Texte du document
Formation des enseignants : éspé, espoirs et désespoirs … (2/4)

Paris, 2009
Paris, 2009

Deuxième partie de notre entretien avec André Ouzoulias. Pour qui l’aurait «ratée », la première partie est ici.

Professeur agrégé honoraire de philosophie, Université de Cergy-Pontoise (ex-IUFM), directeur de la collection Comment faire ? (coédition CRDP de l’Académie de Versailles-Retz), cofondateur du Groupe Reconstruire la formation des enseignants (GRFDE).

LC : Cela fait quinze ans que j’entends répéter partout, sauf chez les défenseurs acharnés du « tout disciplinaire », qu’il faut cesser de recruter des profs sur de seuls critères académiques, que la seule maîtrise d’une discipline ne suffit pas à faire un bon enseignant et que la clé du renouveau est précisément de « professionnaliser les concours »…  Je croyais les camps bien délimités, et voilà que [dans la partie 1 de l’entretien] vous dénoncez comme « une grave erreur » le fait de vouloir donner une coloration professionnelle aux concours !  Vous y voyez même un encouragement à « répéter une sorte de catéchisme ». C’est un peu le monde à l’envers, non ? Alors, les notions de déontologie du métier, d’histoire de l’école, de connaissance de l’institution, etc… tout cela relève pour vous du « catéchisme » ?

André Ouzoulias
André Ouzoulias

AO : Bien sûr, il y a des connaissances et des valeurs en matière d’éducation qui font consensus. Ce que vous citez : déontologie du métier, histoire de l’école, connaissance de l’institution peuvent légitimement s’enseigner et — vous avez raison — s’évaluer à un concours, car ce sont des connaissances et des valeurs partagées. On pourrait même préciser encore : la connaissance de la laïcité (la loi de 1905, les valeurs portées par cette conception de la vie collective , l’histoire de la laïcité à l’école), la sociologie de l’éducation, l’éducation comparée…

Il est vrai qu’il n’y avait pas que la didactique dans les épreuves des concours d’avant 2009. Même si elle avait une grande importance, notamment pour le concours des PE, le candidat devait avoir un minimum de « culture pédagogique générale ». Mais il me paraît fondamental de distinguer entre de telles connaissances et les discours didactiques qui se présentent, eux, comme des prescriptions : « il ne faut pas faire ceci, il faut s’y prendre comme cela », là où, en fait, il n’y a pas de consensus mais des débats, parfois vifs, entre des approches différentes.

Données fournies

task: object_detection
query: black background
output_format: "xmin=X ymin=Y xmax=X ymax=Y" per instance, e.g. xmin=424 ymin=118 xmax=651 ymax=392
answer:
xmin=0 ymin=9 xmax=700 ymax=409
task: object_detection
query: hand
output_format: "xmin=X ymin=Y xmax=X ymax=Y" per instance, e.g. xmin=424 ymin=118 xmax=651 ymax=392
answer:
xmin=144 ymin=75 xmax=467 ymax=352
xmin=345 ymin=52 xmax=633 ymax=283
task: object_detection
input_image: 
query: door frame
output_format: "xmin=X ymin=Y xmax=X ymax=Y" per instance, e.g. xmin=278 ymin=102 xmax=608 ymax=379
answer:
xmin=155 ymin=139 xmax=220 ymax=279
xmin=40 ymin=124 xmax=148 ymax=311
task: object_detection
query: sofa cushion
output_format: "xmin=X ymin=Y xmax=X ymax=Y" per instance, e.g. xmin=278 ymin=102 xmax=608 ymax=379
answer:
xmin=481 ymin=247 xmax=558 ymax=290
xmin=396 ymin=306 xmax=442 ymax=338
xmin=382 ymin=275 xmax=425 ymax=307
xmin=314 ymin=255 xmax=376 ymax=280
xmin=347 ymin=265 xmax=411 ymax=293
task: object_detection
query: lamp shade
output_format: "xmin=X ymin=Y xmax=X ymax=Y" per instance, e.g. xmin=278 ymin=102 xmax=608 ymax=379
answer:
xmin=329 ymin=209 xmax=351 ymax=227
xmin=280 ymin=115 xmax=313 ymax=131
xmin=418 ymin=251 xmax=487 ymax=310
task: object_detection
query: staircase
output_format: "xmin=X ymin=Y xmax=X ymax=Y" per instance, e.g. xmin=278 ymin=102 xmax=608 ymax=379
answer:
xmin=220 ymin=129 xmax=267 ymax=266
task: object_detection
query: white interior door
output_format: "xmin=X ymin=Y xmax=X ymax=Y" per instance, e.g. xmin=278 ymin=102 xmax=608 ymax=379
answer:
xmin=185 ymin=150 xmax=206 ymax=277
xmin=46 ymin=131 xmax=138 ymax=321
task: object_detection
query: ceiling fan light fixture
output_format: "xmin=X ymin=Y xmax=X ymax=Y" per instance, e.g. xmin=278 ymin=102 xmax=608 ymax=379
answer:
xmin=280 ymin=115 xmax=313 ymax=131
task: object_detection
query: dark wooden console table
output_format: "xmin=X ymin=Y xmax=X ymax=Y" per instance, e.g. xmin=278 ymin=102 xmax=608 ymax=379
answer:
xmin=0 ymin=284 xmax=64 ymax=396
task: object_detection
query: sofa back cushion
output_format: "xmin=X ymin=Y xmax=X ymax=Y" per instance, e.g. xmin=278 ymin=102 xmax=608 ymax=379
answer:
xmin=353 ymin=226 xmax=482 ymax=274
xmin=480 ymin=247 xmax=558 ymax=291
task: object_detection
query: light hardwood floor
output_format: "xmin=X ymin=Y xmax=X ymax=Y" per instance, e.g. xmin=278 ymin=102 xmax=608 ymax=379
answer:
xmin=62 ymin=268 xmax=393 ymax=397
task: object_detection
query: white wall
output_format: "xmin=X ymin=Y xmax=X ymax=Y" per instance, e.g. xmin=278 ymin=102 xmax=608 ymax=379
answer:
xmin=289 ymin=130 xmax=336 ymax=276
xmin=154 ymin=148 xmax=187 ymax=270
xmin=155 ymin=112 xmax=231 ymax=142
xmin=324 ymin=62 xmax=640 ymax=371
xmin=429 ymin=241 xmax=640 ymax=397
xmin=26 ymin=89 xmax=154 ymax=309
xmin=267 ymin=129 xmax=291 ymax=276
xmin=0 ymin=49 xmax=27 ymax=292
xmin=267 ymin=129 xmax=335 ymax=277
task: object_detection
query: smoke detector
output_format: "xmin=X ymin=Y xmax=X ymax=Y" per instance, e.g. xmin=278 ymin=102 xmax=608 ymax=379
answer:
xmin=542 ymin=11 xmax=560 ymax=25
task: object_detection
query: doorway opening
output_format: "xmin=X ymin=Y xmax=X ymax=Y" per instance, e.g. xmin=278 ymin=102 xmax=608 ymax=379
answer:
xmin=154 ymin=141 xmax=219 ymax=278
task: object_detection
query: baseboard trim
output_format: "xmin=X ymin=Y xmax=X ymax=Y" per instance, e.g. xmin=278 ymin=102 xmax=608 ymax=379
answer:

Liste des consignes
- 1) D'après l'entretien sur la formation des enseignants, quelle collection André Ouzoulias dirige-t-il ?
- 2) Dans l'entretien sur la formation des enseignants, relevez les connaissances qu'André Ouzoulias ajoute après les mots « On pourrait même préciser encore ».
Les lignes n'ont aucun rôle dans ce travail.

Réponses aux consignes
- 1) Il dirige la collection Comment faire ?, coéditée par le CRDP de l'Académie de Versailles-Retz.

- 2) La connaissance de la laïcité ; la sociologie de l'éducation ; l'éducation comparée.